__Problem requirements__: Add 105 to every x and y coordinate in the point answers of the records below, and write out all the lines of the records again, including each task line, with the sample point in each task line left unchanged and the pictures left out.

--- start of Extracted data ---

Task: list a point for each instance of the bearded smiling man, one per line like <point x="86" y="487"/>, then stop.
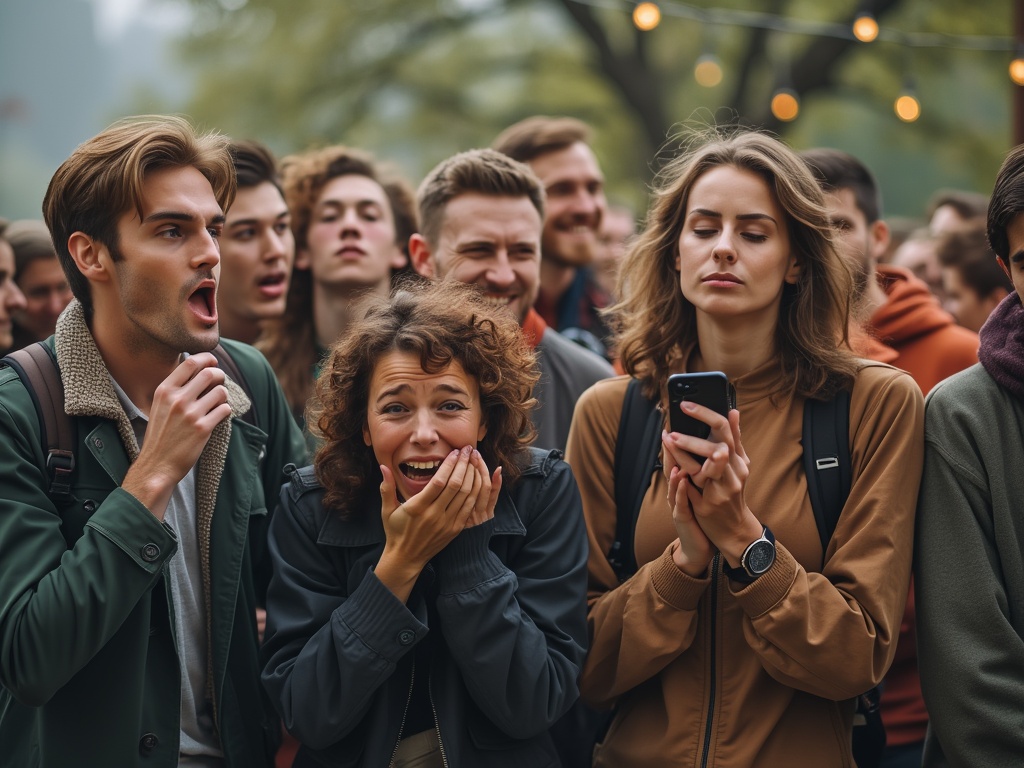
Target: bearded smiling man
<point x="128" y="609"/>
<point x="557" y="151"/>
<point x="481" y="217"/>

--- end of Extracted data ---

__Result__:
Task: list a point for each instance of the bearded smiling man, one per line like <point x="86" y="487"/>, then stop.
Target: bearded smiling man
<point x="233" y="714"/>
<point x="662" y="256"/>
<point x="586" y="322"/>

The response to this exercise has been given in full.